Exercise 1
Answer these questions using the Texas Board of Nursing disaster FAQ.
(a) According to the FAQ, what happens to the RN and LVN scope of practice in a disaster?
(b) What is the number of the Board Rule titled "Standards of Nursing Practice"?
(c) Which position statement number is titled "The Licensed Vocational Nurse Scope of Practice"?
Exercise 2
Quote the stretch of the Texas Board of Nursing disaster FAQ from "Welcome to the" through "scope of practice?".
Exercise 3
Translate this sentence from the Texas Board of Nursing disaster FAQ into Spanish: "The RN and LVN scope of practice remains unchanged in a disaster."

Passage for review

+ + + +

Welcome to the Texas Board of Nursing - Google Analytics

FAQs Relating to Nursing Practice in Disaster Areas

RN/LVN FAQS- Hurricane Harvey

1) In a disaster, is there an expansion to the registered nurse (RN) or licensed vocational nurse (LVN) scope of practice?

The RN and LVN scope of practice remains unchanged in a disaster. The Nursing Practice Act (NPA) describes a defined limit to nursing practice, as nursing practicedoes not include acts of medical diagnosis or the prescription of therapeutic or corrective measures” [NPA 301.002(2)&(5)]. The practice of nursing requires the acts/procedures being performed be within the scope of that particular nurses’ practice and that appropriate orders be in place for acts that go beyond the practice of nursing.

The BON website contains guidance in the determination of what is within an individual nurse’s scope of practice. Board Staff recommend review of the following documents:

· Board Rule 217.11—Standards of Nursing Practice,

· Position Statement 15.27—The Licensed Vocational Nurse Scope of Practice,

· Position statement 15.2--- The Registered Nurse Scope of Practice

· FAQsLVNs “Supervision of Practice”and Regarding Position Statements 15.27, The LVN Scope of Practice, and 15.28, The RN Scope of Practice.

+ + + +

Source material

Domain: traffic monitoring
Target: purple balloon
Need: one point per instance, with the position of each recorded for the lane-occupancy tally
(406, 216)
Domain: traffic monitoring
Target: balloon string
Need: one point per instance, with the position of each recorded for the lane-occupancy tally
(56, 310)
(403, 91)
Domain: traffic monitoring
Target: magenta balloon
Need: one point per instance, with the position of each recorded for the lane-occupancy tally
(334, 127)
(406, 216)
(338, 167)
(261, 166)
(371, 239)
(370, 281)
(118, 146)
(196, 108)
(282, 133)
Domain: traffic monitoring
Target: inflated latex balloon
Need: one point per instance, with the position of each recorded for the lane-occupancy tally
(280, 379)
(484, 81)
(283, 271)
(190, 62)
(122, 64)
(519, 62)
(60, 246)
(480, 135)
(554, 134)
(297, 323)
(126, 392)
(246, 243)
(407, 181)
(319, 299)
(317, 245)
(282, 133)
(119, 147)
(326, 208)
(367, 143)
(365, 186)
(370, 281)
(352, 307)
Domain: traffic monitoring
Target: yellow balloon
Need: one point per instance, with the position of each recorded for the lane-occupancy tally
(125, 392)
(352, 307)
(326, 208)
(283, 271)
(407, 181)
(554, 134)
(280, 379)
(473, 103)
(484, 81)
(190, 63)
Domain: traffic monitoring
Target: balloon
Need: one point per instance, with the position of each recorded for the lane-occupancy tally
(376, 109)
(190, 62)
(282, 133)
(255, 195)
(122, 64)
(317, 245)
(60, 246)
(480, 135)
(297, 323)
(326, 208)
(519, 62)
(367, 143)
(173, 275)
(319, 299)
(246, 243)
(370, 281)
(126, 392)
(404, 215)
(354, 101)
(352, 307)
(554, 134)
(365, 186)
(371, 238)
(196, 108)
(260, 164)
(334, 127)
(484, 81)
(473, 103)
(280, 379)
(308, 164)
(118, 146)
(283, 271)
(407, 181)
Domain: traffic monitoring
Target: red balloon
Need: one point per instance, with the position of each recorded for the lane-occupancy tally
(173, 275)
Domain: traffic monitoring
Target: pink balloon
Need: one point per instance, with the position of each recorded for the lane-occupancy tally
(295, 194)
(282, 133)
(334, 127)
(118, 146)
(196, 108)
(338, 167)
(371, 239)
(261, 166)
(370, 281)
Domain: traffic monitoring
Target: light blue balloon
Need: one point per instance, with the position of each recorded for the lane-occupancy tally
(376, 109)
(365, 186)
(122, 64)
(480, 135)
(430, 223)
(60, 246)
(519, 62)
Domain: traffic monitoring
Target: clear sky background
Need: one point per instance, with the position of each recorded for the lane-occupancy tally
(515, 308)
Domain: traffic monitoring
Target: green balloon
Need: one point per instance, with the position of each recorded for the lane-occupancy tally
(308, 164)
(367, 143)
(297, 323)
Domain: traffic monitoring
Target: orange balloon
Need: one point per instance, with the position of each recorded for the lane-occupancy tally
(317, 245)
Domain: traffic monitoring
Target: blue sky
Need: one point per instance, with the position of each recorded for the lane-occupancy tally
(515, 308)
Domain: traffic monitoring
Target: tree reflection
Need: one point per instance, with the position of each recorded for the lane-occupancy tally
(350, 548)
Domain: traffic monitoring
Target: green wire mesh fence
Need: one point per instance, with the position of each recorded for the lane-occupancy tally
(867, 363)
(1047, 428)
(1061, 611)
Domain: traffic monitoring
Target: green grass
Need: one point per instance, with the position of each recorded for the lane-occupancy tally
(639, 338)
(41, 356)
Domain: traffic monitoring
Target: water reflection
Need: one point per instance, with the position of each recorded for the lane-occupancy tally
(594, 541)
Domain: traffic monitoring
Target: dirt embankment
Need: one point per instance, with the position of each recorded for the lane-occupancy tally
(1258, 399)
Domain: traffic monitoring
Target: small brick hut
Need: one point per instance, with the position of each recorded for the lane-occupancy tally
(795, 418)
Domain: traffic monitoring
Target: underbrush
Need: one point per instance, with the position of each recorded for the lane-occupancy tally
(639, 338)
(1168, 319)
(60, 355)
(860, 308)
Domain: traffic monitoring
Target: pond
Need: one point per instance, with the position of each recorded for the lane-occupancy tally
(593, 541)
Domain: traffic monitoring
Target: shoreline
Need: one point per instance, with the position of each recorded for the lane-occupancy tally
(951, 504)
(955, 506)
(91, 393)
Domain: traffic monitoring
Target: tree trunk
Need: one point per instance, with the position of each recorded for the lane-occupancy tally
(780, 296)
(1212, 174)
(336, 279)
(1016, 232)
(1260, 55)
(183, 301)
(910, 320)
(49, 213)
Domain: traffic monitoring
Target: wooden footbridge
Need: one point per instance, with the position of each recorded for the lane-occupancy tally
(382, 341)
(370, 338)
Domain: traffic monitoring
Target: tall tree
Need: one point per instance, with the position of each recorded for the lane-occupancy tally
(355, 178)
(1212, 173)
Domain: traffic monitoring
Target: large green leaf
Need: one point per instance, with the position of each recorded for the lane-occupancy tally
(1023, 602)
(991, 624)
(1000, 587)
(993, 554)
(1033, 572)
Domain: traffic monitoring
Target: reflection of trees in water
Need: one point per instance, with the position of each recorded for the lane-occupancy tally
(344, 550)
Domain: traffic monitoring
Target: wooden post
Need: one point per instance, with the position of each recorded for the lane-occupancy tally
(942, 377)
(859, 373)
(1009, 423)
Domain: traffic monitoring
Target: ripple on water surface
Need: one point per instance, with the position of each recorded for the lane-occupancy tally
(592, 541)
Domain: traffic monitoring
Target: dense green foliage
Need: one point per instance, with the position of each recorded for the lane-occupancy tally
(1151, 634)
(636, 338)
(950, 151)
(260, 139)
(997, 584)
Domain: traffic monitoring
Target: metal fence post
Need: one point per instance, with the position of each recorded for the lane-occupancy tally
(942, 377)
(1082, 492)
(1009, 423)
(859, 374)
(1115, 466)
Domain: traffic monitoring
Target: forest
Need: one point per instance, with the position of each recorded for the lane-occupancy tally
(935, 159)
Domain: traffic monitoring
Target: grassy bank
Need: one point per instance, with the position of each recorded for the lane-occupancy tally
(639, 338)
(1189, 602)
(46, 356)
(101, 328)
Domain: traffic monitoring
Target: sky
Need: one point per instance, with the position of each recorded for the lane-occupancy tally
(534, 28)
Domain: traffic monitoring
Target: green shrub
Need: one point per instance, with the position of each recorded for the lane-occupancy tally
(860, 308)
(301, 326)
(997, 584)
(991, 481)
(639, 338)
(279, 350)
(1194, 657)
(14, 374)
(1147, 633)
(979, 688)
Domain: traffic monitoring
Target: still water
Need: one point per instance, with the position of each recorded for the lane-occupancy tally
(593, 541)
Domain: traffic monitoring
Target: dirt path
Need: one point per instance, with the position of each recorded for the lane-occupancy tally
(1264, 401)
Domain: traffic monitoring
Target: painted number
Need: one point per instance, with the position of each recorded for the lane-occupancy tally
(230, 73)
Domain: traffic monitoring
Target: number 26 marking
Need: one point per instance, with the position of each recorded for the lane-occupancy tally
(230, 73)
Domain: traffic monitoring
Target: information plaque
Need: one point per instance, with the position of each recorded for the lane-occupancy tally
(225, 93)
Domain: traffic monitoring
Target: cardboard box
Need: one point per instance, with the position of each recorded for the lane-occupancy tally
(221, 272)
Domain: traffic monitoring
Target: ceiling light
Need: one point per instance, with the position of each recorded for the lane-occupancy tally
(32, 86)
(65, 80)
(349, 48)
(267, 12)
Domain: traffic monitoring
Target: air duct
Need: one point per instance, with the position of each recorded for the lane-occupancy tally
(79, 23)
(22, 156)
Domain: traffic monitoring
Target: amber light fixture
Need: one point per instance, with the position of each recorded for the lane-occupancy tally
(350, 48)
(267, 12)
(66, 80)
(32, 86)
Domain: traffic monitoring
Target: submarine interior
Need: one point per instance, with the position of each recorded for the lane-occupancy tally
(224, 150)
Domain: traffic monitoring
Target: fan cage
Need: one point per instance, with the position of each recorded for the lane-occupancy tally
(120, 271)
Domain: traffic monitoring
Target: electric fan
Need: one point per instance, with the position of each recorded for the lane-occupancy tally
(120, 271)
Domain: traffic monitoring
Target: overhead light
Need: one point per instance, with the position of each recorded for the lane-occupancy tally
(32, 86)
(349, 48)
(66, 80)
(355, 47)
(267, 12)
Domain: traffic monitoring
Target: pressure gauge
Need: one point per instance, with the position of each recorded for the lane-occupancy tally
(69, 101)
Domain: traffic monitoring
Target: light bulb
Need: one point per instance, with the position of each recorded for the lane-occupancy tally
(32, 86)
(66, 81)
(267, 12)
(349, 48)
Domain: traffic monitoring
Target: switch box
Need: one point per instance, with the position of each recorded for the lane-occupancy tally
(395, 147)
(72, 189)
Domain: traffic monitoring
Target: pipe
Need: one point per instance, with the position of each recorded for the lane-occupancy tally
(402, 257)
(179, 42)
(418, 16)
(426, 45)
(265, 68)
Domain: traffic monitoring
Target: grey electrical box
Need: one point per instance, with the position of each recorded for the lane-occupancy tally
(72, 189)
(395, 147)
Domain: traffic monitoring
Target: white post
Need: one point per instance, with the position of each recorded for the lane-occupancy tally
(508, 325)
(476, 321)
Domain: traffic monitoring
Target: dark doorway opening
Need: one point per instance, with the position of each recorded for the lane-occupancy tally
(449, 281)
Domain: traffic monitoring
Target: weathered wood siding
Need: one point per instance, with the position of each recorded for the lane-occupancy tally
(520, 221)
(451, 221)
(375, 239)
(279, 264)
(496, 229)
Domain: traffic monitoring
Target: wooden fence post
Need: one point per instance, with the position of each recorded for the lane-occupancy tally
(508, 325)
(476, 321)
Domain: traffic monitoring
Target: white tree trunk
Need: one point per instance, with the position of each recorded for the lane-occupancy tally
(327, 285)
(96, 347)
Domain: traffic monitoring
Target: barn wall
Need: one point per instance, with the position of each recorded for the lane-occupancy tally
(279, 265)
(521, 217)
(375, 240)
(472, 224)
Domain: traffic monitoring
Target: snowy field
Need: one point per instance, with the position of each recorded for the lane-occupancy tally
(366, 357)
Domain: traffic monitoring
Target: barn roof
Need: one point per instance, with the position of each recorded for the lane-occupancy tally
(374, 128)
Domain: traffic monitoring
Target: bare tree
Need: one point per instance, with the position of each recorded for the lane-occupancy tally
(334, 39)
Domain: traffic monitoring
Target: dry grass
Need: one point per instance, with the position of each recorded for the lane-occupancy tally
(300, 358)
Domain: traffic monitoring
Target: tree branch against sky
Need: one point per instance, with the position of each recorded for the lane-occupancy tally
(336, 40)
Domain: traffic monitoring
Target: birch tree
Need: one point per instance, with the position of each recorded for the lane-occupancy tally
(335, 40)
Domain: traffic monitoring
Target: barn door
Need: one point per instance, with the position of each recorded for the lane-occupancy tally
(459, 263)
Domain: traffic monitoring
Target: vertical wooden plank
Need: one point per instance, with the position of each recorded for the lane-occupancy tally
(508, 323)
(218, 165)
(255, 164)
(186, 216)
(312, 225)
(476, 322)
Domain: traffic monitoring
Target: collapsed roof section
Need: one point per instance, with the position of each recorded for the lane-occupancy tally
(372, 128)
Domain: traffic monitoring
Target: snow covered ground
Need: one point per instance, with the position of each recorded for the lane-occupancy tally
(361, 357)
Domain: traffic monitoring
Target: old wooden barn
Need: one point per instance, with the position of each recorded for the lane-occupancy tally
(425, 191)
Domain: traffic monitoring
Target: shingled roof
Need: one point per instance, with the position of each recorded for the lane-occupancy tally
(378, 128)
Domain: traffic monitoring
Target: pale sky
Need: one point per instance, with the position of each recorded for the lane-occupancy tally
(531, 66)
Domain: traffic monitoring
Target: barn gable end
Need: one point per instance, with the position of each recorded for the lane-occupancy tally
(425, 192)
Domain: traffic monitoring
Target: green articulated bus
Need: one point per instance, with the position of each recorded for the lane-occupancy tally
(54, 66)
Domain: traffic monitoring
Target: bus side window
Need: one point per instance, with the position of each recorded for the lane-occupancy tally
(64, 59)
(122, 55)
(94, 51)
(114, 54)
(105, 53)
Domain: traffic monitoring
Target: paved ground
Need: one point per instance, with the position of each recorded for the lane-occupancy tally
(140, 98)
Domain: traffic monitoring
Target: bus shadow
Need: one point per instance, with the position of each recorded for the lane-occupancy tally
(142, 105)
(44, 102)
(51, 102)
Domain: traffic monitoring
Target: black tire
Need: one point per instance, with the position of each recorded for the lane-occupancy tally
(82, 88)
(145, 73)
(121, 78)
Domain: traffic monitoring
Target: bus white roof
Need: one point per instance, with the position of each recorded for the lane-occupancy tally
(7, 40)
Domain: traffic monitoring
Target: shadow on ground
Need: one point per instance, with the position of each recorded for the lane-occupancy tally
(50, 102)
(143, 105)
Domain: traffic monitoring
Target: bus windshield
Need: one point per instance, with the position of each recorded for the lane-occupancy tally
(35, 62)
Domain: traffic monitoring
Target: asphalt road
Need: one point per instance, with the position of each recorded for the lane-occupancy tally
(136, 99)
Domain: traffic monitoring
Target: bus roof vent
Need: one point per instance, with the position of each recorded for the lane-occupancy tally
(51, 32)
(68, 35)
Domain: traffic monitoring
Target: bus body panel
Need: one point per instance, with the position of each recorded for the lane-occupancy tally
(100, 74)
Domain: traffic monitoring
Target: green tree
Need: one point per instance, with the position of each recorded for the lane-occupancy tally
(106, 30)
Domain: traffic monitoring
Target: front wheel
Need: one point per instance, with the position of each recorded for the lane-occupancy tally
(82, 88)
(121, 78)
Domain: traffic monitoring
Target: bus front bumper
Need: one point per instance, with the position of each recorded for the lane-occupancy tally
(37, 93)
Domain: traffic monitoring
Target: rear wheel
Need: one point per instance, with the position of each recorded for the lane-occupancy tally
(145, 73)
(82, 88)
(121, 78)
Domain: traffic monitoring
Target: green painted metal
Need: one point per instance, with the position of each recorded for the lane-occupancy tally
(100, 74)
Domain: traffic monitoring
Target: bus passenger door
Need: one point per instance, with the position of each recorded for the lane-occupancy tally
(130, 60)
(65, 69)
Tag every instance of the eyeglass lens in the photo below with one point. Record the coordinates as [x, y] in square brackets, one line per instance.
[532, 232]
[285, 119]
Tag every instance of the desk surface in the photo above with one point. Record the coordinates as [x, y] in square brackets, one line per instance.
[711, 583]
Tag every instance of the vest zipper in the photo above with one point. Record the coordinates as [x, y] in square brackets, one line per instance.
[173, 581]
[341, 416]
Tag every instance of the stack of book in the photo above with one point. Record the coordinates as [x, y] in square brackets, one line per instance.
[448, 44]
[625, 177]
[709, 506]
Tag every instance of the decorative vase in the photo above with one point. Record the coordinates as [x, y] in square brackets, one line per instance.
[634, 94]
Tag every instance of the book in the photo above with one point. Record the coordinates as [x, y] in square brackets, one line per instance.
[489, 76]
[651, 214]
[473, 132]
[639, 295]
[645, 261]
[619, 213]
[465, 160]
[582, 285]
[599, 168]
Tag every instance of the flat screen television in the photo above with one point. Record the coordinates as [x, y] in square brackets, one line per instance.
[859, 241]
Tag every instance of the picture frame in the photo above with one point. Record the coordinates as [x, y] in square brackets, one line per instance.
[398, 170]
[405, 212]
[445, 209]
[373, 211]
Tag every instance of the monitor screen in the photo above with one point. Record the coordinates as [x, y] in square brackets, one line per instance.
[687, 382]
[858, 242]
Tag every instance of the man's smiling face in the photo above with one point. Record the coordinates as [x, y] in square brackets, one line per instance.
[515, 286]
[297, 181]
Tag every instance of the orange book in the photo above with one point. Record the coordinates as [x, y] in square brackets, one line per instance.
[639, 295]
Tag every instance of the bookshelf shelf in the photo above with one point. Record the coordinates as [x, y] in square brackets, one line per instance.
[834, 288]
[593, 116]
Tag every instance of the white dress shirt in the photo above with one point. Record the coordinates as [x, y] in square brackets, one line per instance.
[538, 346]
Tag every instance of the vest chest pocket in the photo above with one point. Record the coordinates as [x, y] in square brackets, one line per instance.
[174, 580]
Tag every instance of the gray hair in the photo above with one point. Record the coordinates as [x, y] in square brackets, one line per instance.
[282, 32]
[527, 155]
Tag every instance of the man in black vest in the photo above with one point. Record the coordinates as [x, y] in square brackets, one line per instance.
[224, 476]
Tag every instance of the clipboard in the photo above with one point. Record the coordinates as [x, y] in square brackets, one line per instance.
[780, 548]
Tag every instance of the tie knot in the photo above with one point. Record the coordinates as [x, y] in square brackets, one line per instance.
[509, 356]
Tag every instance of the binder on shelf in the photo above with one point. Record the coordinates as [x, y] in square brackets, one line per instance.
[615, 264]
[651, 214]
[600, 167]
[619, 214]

+ + + +

Output 1
(a) It remains unchanged.
(b) 217.11
(c) 15.27

Output 2
Welcome to the Texas Board of Nursing - Google Analytics

FAQs Relating to Nursing Practice in Disaster Areas

RN/LVN FAQS- Hurricane Harvey

1) In a disaster, is there an expansion to the registered nurse (RN) or licensed vocational nurse (LVN) scope of practice?

Output 3
El ámbito de práctica de RN y LVN permanece sin cambios en un desastre.